Work request: Your job is to copy all the entries precisely as they stand.

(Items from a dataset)
☆ ☆ ☆ ☆ ☆ ☆ ☆

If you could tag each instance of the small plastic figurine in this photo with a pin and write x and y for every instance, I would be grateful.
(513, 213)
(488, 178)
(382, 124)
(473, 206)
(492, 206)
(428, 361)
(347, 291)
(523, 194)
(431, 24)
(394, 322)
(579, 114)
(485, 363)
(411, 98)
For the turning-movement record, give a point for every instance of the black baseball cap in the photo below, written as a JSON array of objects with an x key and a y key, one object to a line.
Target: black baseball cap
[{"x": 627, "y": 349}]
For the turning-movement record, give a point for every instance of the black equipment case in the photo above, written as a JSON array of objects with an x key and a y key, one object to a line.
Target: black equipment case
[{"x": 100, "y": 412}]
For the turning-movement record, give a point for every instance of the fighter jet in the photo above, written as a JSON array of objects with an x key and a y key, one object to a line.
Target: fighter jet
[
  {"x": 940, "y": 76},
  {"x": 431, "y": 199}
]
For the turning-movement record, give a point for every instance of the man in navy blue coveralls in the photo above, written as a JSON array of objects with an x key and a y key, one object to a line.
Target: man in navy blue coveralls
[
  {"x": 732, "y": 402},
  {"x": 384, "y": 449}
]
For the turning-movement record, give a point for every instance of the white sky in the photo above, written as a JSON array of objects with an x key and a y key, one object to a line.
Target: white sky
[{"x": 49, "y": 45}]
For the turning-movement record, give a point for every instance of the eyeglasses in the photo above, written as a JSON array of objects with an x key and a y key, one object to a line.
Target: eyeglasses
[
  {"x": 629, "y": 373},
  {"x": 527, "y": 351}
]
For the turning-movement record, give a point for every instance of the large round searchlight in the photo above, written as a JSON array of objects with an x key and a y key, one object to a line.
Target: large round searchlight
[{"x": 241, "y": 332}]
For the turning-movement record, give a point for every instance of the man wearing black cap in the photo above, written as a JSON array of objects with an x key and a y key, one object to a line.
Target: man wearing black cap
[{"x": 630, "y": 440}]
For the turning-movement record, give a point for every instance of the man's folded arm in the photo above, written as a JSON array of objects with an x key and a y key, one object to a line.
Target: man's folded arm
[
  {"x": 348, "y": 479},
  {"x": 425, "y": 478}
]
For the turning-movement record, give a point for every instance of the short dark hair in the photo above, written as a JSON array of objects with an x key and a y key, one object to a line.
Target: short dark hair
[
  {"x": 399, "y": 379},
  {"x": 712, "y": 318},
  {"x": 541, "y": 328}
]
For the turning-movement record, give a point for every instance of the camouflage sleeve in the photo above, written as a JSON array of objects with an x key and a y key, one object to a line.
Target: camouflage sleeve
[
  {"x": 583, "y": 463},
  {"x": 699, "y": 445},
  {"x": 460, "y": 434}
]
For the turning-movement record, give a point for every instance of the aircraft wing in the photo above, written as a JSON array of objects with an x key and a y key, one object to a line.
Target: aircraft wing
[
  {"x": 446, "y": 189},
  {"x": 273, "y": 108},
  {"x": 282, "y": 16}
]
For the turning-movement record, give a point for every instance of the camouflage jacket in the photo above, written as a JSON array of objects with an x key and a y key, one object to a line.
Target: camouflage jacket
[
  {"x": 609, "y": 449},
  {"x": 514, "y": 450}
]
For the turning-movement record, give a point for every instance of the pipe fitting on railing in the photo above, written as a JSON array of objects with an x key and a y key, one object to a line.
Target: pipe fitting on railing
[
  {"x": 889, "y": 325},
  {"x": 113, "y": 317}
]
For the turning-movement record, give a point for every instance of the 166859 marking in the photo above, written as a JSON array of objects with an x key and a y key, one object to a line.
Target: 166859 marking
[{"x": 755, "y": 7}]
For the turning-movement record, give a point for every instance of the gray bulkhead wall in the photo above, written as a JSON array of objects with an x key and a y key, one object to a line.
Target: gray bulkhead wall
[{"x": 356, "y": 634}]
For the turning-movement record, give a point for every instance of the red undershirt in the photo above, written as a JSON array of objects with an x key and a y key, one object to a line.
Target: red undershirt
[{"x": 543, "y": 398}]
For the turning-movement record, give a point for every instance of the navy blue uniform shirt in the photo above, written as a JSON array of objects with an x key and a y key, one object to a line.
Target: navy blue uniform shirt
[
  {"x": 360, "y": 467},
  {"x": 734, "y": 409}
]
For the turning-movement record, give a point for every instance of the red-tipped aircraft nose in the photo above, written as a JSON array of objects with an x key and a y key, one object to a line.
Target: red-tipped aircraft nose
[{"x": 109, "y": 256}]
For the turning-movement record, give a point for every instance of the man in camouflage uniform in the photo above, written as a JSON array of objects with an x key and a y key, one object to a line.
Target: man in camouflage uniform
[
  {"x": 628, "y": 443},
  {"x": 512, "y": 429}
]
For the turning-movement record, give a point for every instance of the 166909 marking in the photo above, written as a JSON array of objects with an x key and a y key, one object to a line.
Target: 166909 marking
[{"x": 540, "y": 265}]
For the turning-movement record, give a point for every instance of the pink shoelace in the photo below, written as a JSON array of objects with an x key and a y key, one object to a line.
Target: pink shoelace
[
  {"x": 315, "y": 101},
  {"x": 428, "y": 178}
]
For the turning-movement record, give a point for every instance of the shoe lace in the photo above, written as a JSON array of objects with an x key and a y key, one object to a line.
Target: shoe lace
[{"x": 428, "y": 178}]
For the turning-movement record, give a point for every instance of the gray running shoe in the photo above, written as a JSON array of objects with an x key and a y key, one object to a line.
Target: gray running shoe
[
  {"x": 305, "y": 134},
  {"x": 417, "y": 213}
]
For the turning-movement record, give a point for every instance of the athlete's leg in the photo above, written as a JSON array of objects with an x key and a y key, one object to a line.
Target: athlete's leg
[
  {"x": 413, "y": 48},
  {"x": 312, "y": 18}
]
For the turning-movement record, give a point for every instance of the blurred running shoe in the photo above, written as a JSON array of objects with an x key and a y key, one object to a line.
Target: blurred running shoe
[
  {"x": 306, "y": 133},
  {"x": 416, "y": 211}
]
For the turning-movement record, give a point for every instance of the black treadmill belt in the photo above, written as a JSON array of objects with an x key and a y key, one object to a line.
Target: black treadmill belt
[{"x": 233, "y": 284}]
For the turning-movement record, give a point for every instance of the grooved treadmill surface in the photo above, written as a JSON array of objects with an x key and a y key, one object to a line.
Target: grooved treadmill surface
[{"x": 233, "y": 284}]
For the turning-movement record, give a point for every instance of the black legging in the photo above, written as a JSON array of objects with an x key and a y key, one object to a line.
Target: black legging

☆ ☆ ☆ ☆ ☆ ☆ ☆

Reply:
If you could tag each instance of the small plastic figurine in this photo with a pin and write x and y for every instance, I would be grateful.
(513, 213)
(488, 178)
(382, 124)
(473, 206)
(492, 206)
(428, 361)
(347, 291)
(523, 194)
(431, 24)
(394, 322)
(579, 114)
(485, 363)
(411, 98)
For the turning-movement record, give a point for every instance of the black baseball cap in the photo below, written as a JSON array of objects with an x key and a y key, one object to a line.
Target: black baseball cap
[{"x": 627, "y": 349}]
For the turning-movement record, give a point for every instance of the black equipment case in the photo above, written as a JSON array of objects with an x key and a y key, one object to a line.
Target: black equipment case
[{"x": 100, "y": 412}]
For the turning-movement record, give a point for every instance of the fighter jet in the photo above, written as a JSON array of objects with an x key and a y key, one object to a line.
Target: fighter jet
[
  {"x": 940, "y": 76},
  {"x": 431, "y": 199}
]
For the turning-movement record, give a point for every instance of the man in navy blue coveralls in the photo above, written as a JSON array of objects with an x key and a y key, one object to a line.
Target: man in navy blue coveralls
[
  {"x": 732, "y": 402},
  {"x": 384, "y": 449}
]
For the turning-movement record, give a point for every instance of the white sky in the photo above, written as a JSON array of objects with an x key and a y key, one object to a line.
Target: white sky
[{"x": 49, "y": 45}]
For the turning-movement record, give a point for every instance of the eyeglasses in the photo above, written as a JSON array of objects with an x key and a y key, one object to a line.
Target: eyeglasses
[
  {"x": 629, "y": 373},
  {"x": 527, "y": 351}
]
For the turning-movement record, give a point for every instance of the large round searchlight in the photo above, written as a JSON array of objects with an x key and a y key, one object to a line.
Target: large round searchlight
[{"x": 241, "y": 332}]
For the turning-movement record, give a point for every instance of the man wearing black cap in the photo above, written as a JSON array of objects with an x key and a y key, one object to a line.
Target: man wearing black cap
[{"x": 630, "y": 440}]
For the turning-movement record, give a point for every instance of the man's folded arm in the photo above, written as a JSON array of objects with an x key and a y key, one object to a line.
Target: man's folded arm
[
  {"x": 348, "y": 479},
  {"x": 425, "y": 478}
]
For the turning-movement record, give a point for every instance of the short dark hair in the photo above, written as a JSON array of objects with an x key and a y key, one object to a line.
Target: short dark hair
[
  {"x": 399, "y": 379},
  {"x": 712, "y": 318},
  {"x": 541, "y": 328}
]
For the turning-movement record, give a point for every instance of the camouflage sleeve in the photo above, written as a JSON array of objects with an x key and a y key, one object to a line.
Target: camouflage sleeve
[
  {"x": 583, "y": 463},
  {"x": 699, "y": 445},
  {"x": 460, "y": 434}
]
For the turning-movement record, give a point for every instance of the aircraft wing in the photo above, written as a JSON array of objects with an x key and a y key, one object to a line.
Target: aircraft wing
[
  {"x": 446, "y": 189},
  {"x": 273, "y": 108},
  {"x": 282, "y": 16}
]
For the turning-movement record, give a point for every instance of the camouflage jacket in the photo above, written as a JSON array of objects with an x key and a y key, one object to a line.
Target: camouflage jacket
[
  {"x": 609, "y": 449},
  {"x": 514, "y": 450}
]
For the turning-movement record, give a point for every instance of the pipe fitting on railing in the photo above, written as a JSON array of objects with an x key and a y key, one object to a line.
Target: pipe fitting on railing
[
  {"x": 889, "y": 325},
  {"x": 113, "y": 317}
]
For the turning-movement record, give a point for every instance of the 166859 marking in the photo above, written as a JSON array of objects with an x key and a y key, one object to a line.
Target: 166859 marking
[{"x": 755, "y": 7}]
For the turning-movement record, give a point for every instance of the gray bulkhead wall in the photo above, written as a JSON array of objects with an x key and a y key, one object to a line.
Target: gray bulkhead wall
[{"x": 356, "y": 634}]
For the turning-movement record, give a point for every instance of the red undershirt in the photo above, written as a JSON array of objects with an x key and a y key, one object to a line.
Target: red undershirt
[{"x": 543, "y": 398}]
For the turning-movement record, give a point for every instance of the navy blue uniform shirt in the photo above, written as a JSON array of objects with an x key and a y key, one object to a line.
Target: navy blue uniform shirt
[
  {"x": 360, "y": 467},
  {"x": 734, "y": 409}
]
For the turning-movement record, give a point for every instance of the red-tipped aircraft nose in the photo above, written as a JSON array of objects with an x key and a y key, one object to a line.
Target: red-tipped aircraft nose
[{"x": 109, "y": 256}]
For the turning-movement record, give a point for every instance of the man in camouflage uniform in the photo above, written as a JSON array of objects with an x key and a y key, one object to a line.
Target: man in camouflage uniform
[
  {"x": 628, "y": 443},
  {"x": 512, "y": 429}
]
For the turning-movement record, give a point for every instance of the 166909 marking in the photo above, written as a JSON array of objects with an x key and a y key, one object to a line.
Target: 166909 marking
[{"x": 540, "y": 265}]
For the turning-movement record, give a point for every instance of the pink shoelace in the photo below, written as a JSON array of objects with an x key and a y key, one object to a line.
Target: pink shoelace
[
  {"x": 315, "y": 101},
  {"x": 428, "y": 178}
]
For the turning-movement record, give a point for every instance of the shoe lace in the photo above, written as a JSON array of objects with an x key and a y key, one object to a line.
Target: shoe lace
[{"x": 428, "y": 178}]
For the turning-movement record, give a point for every instance of the gray running shoe in the photo above, written as a JSON array of objects with an x key and a y key, one object to a line.
Target: gray running shoe
[
  {"x": 305, "y": 134},
  {"x": 417, "y": 213}
]
For the turning-movement record, give a point for every instance of the athlete's leg in the photo above, written as a JSON array of objects with an x key and a y key, one object to a line.
Target: athlete's leg
[
  {"x": 413, "y": 48},
  {"x": 312, "y": 18}
]
For the turning-movement record, give a point for every instance of the blurred running shoe in the photo above, written as a JSON array of objects with an x key and a y key, one object to a line.
Target: blurred running shoe
[
  {"x": 306, "y": 133},
  {"x": 416, "y": 211}
]
For the turning-movement record, give a point for every instance of the black treadmill belt in the photo above, written as a JSON array of objects with an x key and a y key, one object to a line.
Target: black treadmill belt
[{"x": 233, "y": 284}]
For the turning-movement record, give a point for every instance of the grooved treadmill surface in the photo above, written as a JSON array of objects with an x key and a y key, one object to a line.
Target: grooved treadmill surface
[{"x": 233, "y": 284}]
For the turning-movement record, give a point for every instance of the black legging in the photo above, written as a JSON array of objects with an x key and a y key, one object to a line.
Target: black legging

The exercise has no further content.